— The task —
Give everything from the line containing "point: red bead" down to the end of the data as a numbered list, with blank lines left out.

[Location annotation dataset excerpts]
◇ ◇ ◇ ◇
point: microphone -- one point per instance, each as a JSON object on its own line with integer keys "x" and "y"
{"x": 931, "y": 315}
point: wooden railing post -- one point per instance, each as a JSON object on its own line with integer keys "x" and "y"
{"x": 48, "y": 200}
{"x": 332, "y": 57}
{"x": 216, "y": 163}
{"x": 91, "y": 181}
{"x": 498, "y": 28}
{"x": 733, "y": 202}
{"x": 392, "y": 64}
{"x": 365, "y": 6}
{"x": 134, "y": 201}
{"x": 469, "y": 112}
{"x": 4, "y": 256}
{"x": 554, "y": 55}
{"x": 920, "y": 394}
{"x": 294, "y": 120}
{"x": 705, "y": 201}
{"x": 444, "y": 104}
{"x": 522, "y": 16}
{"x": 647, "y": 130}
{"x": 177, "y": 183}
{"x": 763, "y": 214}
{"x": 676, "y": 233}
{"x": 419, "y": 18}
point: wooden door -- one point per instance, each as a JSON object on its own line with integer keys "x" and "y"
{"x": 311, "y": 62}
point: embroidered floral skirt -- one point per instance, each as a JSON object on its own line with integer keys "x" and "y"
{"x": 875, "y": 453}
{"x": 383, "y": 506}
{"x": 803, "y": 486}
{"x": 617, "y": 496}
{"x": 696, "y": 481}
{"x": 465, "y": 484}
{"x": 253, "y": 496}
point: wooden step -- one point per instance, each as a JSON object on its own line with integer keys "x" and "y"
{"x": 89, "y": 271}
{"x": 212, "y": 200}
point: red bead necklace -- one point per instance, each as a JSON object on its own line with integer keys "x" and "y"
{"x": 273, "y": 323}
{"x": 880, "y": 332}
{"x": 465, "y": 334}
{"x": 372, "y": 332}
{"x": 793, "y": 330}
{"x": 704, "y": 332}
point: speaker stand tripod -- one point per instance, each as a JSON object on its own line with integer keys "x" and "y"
◇ ◇ ◇ ◇
— Task result —
1. point: red bead necklace -- one point per instance, each as a JSON object on its own line with integer keys "x" and "y"
2. {"x": 273, "y": 323}
3. {"x": 880, "y": 332}
4. {"x": 465, "y": 334}
5. {"x": 372, "y": 332}
6. {"x": 793, "y": 330}
7. {"x": 704, "y": 332}
8. point: speaker stand tripod -- one point per instance, each as a JSON object on its own line with integer keys "x" and "y"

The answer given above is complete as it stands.